Model penambahan (the incremental model)
Kritik terhadap model rasional komprehensif akhirnya
melahirkan model penambahan atau inkrementalisme. Oleh karena model ini
berangkat dari kritik terhadap model rasional komprehensif, maka ia berusaha
menutupi kekurangan yang ada dalam model tersebut dengan jalan menghindari
banyak masalah yang ditemui dalam model rasional komprehensif. Model ini lebih
bersifat deskriptif dalam pengertian, model ini menggambarkan secara aktual
cara cara yang dipakai para pejabat dalam membuat keputusan.
Model inkremental / penambahan merupakan hasil dari praktik
praktik yang diterima secara luas di kalangan pembentuk kebijakan publik. Model
ini mencoba untuk menyesuaikan dengan realitas kehidupan praktis dengan
mendasarkan pada pluralisme dan demokrasi, maupun keterbatasan keterbatasan
kemampuan manusia. Landasan pokok rasional dari model ini adalah bahwa
perubahan inkremental memberikan tingkat maksimal keamanan dalam proses
perubahan kebijakan. Semua pengetahuan yang bisa dipercaya didasarkan pada car
satu satunya untuk mengabil keputusan tanpa menimbulkan resiko dengan
melanjutkan kebijakan sesuai dengan arah tujuan kebijakan lama – membatasi
pertimbangan pertimbangan kebijakan alternatif dengan kebijakan kebijakan yang
secara relatif mempunyai tingkat perbedaan yang kecil dengan kebijakan sekarang
yang berlaku.
Menurut model ini, kebijakan atau keputusan selalu bersifat
serial, fragmentary, dan sebagian besar remedial. Suatu masalah bisa saja
muncul, namun dapat dipecahkan oleh proses pengambilan keputusan inkremental,
dan sejalan dengan berlalunya waktu bisa menciptakan atmosfir yang lebih
menguntungkan bagi perubahan perubahan, dan sekaligus memberikan peluang
peluang tambahan bagi penyesuaian perbedaan di kalangan pembuat keputusan.
Ringkasnya, ada beberapa hak yang harus diperhatikan dalam
mempelajari model penambahan (inkrementalisme), yakni:
1. pemilihan tujuan tujuan atau sasaran sasaran dan analisis
analisis empirik terhadap tindakan dibutuhkan. Keduanya lebih berkaitan erat
dengan dan bukan berada satu sama lain.

──────────

## Petunjuk dan Ketentuan
Ubahlah bagian teks tentang model penambahan yang dimulai dengan "Menurut model ini, kebijakan" dan berlanjut hingga "kalangan pembuat keputusan." dengan mengganti "atmosfir" menjadi "suasana", lalu tuliskan hasilnya. Data di bawah ini tidak memiliki hubungan apa pun dengan teks tentang model penambahan.

──────────

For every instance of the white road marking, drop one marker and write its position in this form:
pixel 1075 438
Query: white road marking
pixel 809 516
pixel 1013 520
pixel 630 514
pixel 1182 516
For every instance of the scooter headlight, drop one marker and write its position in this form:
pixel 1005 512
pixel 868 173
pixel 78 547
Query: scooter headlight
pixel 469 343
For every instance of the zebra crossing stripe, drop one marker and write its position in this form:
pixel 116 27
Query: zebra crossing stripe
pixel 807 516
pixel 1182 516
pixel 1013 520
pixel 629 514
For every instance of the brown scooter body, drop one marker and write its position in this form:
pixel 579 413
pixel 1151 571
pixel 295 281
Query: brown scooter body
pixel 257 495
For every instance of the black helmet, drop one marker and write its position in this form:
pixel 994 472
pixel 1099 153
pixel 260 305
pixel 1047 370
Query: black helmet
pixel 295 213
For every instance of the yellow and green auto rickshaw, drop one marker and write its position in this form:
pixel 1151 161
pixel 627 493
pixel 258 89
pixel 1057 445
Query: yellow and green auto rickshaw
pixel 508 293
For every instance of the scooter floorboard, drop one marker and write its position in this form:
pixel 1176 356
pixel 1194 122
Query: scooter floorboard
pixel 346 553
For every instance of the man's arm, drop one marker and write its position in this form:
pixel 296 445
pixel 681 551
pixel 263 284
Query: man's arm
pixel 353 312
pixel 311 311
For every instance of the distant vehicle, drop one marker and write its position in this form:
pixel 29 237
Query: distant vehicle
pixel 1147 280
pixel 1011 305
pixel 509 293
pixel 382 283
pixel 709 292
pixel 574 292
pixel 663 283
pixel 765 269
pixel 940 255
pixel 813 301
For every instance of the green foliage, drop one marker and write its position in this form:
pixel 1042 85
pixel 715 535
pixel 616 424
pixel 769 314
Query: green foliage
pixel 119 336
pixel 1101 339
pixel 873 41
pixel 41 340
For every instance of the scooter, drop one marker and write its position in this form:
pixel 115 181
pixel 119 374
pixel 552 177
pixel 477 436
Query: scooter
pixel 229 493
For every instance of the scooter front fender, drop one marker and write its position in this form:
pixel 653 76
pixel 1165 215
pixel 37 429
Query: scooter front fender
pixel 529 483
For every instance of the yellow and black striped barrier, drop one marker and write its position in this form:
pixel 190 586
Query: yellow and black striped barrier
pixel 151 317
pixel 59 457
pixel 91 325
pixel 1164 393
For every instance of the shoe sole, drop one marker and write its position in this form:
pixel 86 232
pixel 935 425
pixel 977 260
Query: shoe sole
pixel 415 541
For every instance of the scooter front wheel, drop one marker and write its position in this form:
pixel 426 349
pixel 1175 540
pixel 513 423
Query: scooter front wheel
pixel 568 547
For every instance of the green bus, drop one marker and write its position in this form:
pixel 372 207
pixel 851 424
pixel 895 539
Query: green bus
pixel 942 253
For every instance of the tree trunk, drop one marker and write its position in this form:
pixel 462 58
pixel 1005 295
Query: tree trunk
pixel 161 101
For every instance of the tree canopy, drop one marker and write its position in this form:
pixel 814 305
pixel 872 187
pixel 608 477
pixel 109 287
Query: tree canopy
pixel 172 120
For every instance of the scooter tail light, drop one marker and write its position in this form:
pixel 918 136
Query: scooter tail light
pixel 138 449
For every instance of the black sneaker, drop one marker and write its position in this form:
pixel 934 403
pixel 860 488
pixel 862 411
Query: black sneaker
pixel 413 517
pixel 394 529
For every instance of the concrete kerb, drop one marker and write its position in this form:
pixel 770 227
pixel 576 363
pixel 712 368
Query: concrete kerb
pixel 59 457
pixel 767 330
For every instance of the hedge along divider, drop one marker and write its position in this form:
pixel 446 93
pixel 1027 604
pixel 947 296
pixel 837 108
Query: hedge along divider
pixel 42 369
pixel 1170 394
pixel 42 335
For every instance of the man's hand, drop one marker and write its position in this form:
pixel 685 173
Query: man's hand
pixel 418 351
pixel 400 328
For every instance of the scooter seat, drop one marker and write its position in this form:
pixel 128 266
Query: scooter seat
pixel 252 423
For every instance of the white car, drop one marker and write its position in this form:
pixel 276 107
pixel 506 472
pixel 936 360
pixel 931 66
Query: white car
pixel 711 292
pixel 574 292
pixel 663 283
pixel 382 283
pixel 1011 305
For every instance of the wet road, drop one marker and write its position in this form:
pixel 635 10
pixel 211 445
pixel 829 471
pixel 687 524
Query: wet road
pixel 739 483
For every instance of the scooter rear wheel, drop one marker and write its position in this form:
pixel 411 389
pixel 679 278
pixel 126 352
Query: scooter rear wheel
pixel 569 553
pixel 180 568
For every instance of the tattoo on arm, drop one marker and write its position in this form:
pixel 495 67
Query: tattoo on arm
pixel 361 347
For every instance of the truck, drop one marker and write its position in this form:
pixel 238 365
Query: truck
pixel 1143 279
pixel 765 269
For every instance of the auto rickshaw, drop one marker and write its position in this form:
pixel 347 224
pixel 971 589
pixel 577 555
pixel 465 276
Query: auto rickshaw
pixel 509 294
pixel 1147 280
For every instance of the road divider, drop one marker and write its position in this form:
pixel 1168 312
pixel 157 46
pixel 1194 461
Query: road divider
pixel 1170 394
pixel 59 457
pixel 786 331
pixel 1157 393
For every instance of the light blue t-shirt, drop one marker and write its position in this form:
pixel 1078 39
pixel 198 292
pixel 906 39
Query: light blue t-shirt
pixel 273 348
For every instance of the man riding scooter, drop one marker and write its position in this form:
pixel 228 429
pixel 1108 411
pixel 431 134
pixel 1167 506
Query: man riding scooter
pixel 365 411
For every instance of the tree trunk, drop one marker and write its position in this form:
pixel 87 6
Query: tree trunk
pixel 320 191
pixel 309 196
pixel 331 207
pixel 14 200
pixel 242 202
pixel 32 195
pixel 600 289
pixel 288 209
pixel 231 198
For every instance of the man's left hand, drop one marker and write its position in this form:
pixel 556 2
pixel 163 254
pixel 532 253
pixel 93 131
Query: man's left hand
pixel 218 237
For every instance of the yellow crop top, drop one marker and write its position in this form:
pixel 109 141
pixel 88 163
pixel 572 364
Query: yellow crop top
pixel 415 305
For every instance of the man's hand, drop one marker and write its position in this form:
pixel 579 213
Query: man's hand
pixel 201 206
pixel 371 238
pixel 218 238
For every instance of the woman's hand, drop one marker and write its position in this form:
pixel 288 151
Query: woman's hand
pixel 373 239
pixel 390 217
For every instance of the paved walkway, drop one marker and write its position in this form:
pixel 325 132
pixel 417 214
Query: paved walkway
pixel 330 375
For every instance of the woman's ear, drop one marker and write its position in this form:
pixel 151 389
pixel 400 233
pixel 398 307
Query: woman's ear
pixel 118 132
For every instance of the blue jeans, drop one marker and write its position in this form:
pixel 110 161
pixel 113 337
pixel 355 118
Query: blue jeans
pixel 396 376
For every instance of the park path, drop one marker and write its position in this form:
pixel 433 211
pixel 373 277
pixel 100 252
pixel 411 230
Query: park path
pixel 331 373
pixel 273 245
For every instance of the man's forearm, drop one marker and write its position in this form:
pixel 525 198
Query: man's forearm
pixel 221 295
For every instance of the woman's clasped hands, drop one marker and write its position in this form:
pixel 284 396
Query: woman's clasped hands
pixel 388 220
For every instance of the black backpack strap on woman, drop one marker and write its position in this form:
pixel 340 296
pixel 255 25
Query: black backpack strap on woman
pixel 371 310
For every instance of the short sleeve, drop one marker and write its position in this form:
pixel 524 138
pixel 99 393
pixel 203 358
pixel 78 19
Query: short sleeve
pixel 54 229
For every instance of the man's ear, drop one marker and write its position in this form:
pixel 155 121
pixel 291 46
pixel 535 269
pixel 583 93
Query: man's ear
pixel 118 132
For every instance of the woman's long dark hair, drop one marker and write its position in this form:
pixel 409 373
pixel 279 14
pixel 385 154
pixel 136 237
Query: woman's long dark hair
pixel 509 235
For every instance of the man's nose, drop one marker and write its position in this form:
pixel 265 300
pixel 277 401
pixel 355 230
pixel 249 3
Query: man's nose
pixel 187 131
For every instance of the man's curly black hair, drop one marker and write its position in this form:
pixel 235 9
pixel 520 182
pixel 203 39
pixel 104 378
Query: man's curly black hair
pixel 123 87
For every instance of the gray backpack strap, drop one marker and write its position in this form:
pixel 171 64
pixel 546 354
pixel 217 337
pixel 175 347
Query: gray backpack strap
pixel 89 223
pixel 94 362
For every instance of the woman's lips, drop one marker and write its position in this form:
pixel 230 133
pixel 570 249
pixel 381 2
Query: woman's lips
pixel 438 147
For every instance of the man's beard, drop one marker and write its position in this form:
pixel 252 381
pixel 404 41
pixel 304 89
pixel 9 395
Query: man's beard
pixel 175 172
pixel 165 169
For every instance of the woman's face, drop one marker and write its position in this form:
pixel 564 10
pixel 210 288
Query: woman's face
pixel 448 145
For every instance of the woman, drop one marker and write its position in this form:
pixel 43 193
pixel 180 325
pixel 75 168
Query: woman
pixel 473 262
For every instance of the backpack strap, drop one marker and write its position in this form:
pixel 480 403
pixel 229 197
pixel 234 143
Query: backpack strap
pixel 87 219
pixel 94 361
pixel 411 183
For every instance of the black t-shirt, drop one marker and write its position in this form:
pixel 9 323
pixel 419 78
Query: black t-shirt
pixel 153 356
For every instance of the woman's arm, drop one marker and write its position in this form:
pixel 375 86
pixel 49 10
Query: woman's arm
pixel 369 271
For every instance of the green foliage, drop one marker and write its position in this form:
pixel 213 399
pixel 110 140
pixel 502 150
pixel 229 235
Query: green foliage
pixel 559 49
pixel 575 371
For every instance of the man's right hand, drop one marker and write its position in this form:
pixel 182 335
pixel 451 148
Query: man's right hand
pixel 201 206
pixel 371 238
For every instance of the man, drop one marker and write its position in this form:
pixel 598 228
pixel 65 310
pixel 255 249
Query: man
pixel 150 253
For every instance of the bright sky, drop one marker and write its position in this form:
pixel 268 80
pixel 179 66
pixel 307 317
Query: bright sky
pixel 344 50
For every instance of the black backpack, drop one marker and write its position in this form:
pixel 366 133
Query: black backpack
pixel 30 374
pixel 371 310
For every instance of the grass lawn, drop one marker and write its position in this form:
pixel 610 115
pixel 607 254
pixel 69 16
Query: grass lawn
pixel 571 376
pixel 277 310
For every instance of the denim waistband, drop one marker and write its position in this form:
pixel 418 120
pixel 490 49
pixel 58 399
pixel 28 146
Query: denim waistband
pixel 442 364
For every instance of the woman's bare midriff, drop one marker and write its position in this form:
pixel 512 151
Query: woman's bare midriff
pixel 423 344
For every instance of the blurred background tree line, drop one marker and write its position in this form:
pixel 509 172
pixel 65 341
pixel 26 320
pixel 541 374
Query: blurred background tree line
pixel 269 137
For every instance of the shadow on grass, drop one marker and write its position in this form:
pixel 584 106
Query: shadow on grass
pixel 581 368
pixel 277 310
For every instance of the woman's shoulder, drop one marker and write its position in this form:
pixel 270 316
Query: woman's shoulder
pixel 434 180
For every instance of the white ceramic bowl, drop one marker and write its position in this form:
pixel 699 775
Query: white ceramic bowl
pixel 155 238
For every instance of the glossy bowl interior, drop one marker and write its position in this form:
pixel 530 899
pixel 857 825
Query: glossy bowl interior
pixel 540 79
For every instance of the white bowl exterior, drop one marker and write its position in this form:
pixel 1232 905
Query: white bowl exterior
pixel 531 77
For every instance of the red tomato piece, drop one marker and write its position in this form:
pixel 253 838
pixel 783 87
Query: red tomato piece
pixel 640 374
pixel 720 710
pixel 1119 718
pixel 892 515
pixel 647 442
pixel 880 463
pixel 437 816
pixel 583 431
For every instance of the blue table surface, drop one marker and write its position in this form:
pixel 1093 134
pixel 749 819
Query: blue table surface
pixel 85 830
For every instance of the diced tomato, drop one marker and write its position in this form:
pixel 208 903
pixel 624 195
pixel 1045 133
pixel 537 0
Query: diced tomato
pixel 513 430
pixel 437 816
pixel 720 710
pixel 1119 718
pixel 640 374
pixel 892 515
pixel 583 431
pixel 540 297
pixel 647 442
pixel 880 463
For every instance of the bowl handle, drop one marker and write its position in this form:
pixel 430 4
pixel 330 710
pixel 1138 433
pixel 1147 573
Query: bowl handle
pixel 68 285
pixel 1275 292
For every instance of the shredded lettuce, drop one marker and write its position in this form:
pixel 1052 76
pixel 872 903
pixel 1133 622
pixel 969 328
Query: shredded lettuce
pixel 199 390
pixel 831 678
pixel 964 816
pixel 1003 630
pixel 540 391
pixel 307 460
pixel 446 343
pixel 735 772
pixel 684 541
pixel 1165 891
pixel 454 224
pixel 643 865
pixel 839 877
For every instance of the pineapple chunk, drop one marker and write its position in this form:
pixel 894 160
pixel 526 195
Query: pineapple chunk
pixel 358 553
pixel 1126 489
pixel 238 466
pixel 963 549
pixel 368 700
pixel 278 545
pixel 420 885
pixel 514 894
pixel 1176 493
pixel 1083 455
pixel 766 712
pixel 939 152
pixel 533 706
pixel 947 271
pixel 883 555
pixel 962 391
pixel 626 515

──────────

## Jawaban Tertulis
Menurut model ini, kebijakan atau keputusan selalu bersifat
serial, fragmentary, dan sebagian besar remedial. Suatu masalah bisa saja
muncul, namun dapat dipecahkan oleh proses pengambilan keputusan inkremental,
dan sejalan dengan berlalunya waktu bisa menciptakan suasana yang lebih
menguntungkan bagi perubahan perubahan, dan sekaligus memberikan peluang
peluang tambahan bagi penyesuaian perbedaan di kalangan pembuat keputusan.